**Source**.
**********

How do I handle CSRF tokens and anti-scraping measures with Alamofire?

Cross-Site Request Forgery (CSRF) tokens and anti-scraping measures are common security mechanisms that websites implement to protect against automated requests and malicious attacks. When working with Alamofire for web scraping or API interactions, you'll frequently encounter these challenges. This guide provides comprehensive strategies for handling CSRF tokens and navigating anti-scraping measures effectively.

Understanding CSRF Tokens

CSRF tokens are security tokens that prevent cross-site request forgery attacks. They're typically embedded in forms or returned in API responses and must be included in subsequent requests to validate authenticity. Websites generate unique tokens for each session or request, making automated scraping more challenging.

Basic CSRF Token Extraction and Usage

The most common approach involves extracting CSRF tokens from initial page loads or API responses and including them in subsequent requests.

Extracting CSRF Tokens from HTML

import Alamofire
import SwiftSoup

class CSRFHandler {
    private var csrfToken: String?
    private var sessionCookies: HTTPCookieStorage = HTTPCookieStorage.shared

    func extractCSRFToken(from html: String) -> String? {
        do {
            let doc = try SwiftSoup.parse(html)

**********

**Data shown**.
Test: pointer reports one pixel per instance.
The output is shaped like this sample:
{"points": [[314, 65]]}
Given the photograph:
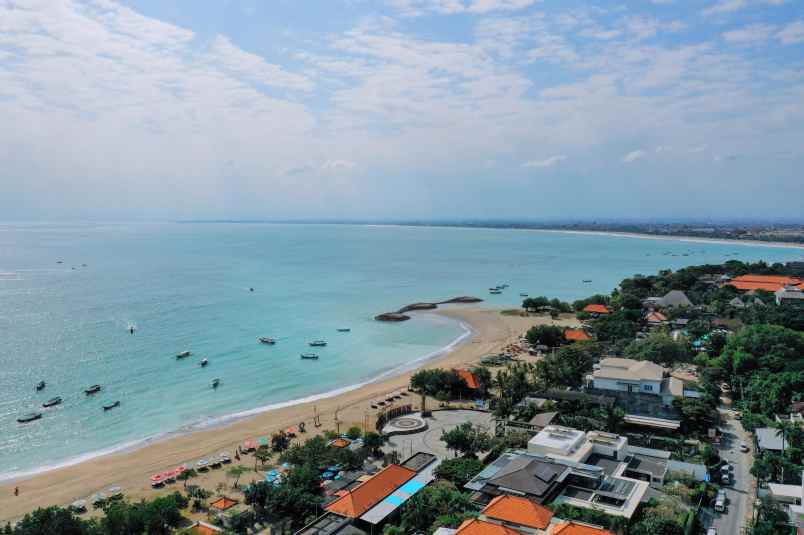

**********

**Instructions for the task**. Resume the Alamofire guide on CSRF tokens and anti-scraping measures from the point where it stops, picking up right after its last code statement.

**Task result**.
            // Common CSRF token selectors
            if let token = try doc.select("meta[name=csrf-token]").first()?.attr("content") {
                return token
            }
            if let token = try doc.select("input[name=_token]").first()?.attr("value") {
                return token
            }
            if let token = try doc.select("input[name=csrfmiddlewaretoken]").first()?.attr("value") {
                return token
            }
        } catch {
            print("Error parsing HTML: \(error)")
        }
        return nil
    }

    func fetchInitialPage(completion: @escaping (String?) -> Void) {
        let request = AF.request("https://example.com/login")
            .validate()
            .responseString { response in
                switch response.result {
                case .success(let html):
                    self.csrfToken = self.extractCSRFToken(from: html)
                    completion(self.csrfToken)
                case .failure(let error):
                    print("Failed to fetch initial page: \(error)")
                    completion(nil)
                }
            }
    }
}

Making Authenticated Requests with CSRF Tokens

func submitFormWithCSRF(username: String, password: String) {
    guard let token = csrfToken else {
        print("No CSRF token available")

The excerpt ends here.